TASK BRIEF ▸ Copy every one of the records below word for word, changing nothing.

GIVEN RECORDS ▸
++++++++

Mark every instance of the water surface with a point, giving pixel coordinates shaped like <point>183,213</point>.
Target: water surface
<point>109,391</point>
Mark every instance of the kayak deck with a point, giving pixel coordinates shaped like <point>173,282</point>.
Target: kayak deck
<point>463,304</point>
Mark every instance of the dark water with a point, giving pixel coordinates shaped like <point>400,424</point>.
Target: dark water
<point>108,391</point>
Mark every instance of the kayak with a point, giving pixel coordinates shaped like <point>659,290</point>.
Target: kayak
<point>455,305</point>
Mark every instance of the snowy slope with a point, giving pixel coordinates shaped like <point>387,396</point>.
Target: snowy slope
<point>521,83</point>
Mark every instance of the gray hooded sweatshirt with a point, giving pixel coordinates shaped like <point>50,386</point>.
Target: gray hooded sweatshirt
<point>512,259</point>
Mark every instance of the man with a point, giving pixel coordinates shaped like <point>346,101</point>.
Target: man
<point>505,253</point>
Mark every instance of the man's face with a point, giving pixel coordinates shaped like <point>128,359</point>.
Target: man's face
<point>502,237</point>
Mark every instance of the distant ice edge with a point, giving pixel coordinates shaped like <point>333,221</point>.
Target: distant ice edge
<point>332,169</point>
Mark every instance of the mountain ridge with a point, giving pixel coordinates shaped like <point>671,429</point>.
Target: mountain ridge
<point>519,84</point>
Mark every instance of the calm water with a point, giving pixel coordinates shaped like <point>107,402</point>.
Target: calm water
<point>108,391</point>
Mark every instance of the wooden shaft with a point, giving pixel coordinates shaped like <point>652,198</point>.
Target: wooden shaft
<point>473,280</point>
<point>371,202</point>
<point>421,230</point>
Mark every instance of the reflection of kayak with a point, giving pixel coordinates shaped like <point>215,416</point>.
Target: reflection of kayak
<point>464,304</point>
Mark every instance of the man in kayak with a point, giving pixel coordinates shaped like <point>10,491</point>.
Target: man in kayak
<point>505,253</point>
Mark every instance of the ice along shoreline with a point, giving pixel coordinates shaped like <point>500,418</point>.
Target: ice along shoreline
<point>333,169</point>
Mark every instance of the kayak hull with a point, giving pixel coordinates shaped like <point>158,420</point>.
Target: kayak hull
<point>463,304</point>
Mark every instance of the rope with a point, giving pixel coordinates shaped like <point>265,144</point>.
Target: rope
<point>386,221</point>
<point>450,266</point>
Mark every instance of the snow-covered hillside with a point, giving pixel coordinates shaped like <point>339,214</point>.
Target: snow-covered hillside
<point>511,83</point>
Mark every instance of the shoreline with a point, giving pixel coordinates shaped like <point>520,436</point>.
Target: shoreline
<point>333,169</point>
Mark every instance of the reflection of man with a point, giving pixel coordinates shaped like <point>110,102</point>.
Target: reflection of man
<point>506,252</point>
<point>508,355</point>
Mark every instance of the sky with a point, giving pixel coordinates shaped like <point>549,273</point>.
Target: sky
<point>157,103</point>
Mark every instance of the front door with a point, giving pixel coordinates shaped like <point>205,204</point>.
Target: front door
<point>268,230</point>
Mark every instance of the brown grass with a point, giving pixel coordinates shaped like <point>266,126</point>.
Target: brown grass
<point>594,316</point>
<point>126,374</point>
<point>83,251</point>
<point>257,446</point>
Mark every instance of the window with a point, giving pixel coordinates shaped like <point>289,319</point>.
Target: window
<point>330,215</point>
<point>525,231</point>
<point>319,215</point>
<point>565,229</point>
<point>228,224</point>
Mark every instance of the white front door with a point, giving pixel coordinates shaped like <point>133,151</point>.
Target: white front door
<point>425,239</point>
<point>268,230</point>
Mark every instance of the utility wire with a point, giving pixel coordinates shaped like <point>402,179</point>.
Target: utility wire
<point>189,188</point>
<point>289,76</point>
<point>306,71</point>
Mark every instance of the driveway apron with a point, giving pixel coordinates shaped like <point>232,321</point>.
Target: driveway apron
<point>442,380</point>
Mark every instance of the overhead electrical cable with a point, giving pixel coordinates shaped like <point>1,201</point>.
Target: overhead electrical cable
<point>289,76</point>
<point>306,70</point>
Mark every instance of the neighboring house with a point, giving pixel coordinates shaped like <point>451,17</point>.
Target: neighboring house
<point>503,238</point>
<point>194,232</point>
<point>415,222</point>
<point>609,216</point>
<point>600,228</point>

++++++++

EXERCISE RESPONSE ▸
Mark every instance of the water surface with a point, giving pixel coordinates shaped like <point>183,213</point>.
Target: water surface
<point>109,391</point>
Mark every instance of the kayak deck with a point, giving pixel coordinates shaped like <point>173,282</point>.
Target: kayak deck
<point>463,304</point>
Mark every instance of the dark water with a point, giving pixel coordinates shaped like <point>400,424</point>.
Target: dark water
<point>108,391</point>
Mark every instance of the kayak with a point, giving pixel coordinates shaped like <point>659,290</point>.
Target: kayak
<point>455,305</point>
Mark every instance of the snowy slope with a point, giving pixel coordinates shaped like <point>387,396</point>.
Target: snowy slope
<point>521,83</point>
Mark every instance of the gray hooded sweatshirt with a point, giving pixel coordinates shaped like <point>50,386</point>.
Target: gray hooded sweatshirt
<point>512,259</point>
Mark every instance of the man with a point, giving pixel coordinates shaped like <point>346,101</point>.
Target: man
<point>505,253</point>
Mark every instance of the man's face with a point, giving pixel coordinates shaped like <point>128,359</point>.
Target: man's face
<point>502,237</point>
Mark every instance of the distant ice edge with a point, giving pixel coordinates shaped like <point>333,221</point>.
Target: distant ice edge
<point>332,169</point>
Mark every instance of the mountain ridge with a point, giving pixel coordinates shaped like <point>671,429</point>.
Target: mountain ridge
<point>519,84</point>
Mark every instance of the calm water with a point, giving pixel coordinates shaped like <point>107,402</point>.
Target: calm water
<point>108,391</point>
Mark every instance of the wooden shaft with a point, giving pixel coordinates shaped like <point>652,198</point>.
Target: wooden shaft
<point>473,280</point>
<point>371,202</point>
<point>421,230</point>
Mark every instance of the reflection of kayak with a point, giving pixel coordinates shaped like <point>215,416</point>.
Target: reflection of kayak
<point>464,304</point>
Mark every instance of the man in kayak with a point, giving pixel coordinates shaped like <point>10,491</point>.
Target: man in kayak
<point>505,253</point>
Mark every instance of the ice along shoreline with a point, giving pixel coordinates shaped like <point>500,418</point>.
Target: ice along shoreline
<point>333,169</point>
Mark every instance of the kayak hull with a point, giving pixel coordinates shaped like <point>158,420</point>.
Target: kayak hull
<point>463,304</point>
Mark every instance of the rope with a point, giving pixel coordinates shaped like <point>265,144</point>.
Target: rope
<point>386,221</point>
<point>450,266</point>
Mark every instance of the snow-covered hillside with a point, giving pixel coordinates shaped like <point>339,214</point>.
Target: snow-covered hillside
<point>511,83</point>
Mark every instance of the shoreline with a point, giving pixel coordinates shaped like <point>520,436</point>.
Target: shoreline
<point>333,169</point>
Mark every instance of the reflection of man with a point, giving pixel coordinates shaped like <point>110,102</point>.
Target: reflection of man
<point>506,252</point>
<point>508,355</point>
Mark every instance of the sky with a point, giving pixel coordinates shaped like <point>549,273</point>.
Target: sky
<point>157,103</point>
Mark every instance of the front door with a point, giving pixel coordinates shaped like <point>205,204</point>.
Target: front door
<point>268,230</point>
Mark every instance of the brown grass with a point, giving pixel coordinates shaped like <point>266,126</point>.
Target: brown grass
<point>594,316</point>
<point>126,374</point>
<point>83,251</point>
<point>257,446</point>
Mark every instance of the window with a point, giving pixel coordinates shaped like <point>289,319</point>.
Target: window
<point>330,215</point>
<point>525,231</point>
<point>319,215</point>
<point>565,229</point>
<point>228,224</point>
Mark every instance of the white front door with a point, giving pixel coordinates shaped like <point>133,151</point>.
Target: white front door
<point>425,239</point>
<point>268,230</point>
Mark every instance of the utility wire with a point, giving pixel coordinates shaped like <point>402,179</point>.
Target: utility wire
<point>189,188</point>
<point>289,76</point>
<point>306,71</point>
Mark every instance of the driveway apron with a point, giving pixel coordinates shaped like <point>232,321</point>.
Target: driveway apron
<point>442,380</point>
Mark every instance of the overhead electrical cable with a point, giving pixel coordinates shaped like <point>1,201</point>.
Target: overhead electrical cable
<point>289,76</point>
<point>306,70</point>
Mark every instance of the neighboring house with a point, giving pixel coordinates shaped like <point>451,17</point>.
Target: neighboring house
<point>503,238</point>
<point>194,232</point>
<point>415,222</point>
<point>609,216</point>
<point>600,228</point>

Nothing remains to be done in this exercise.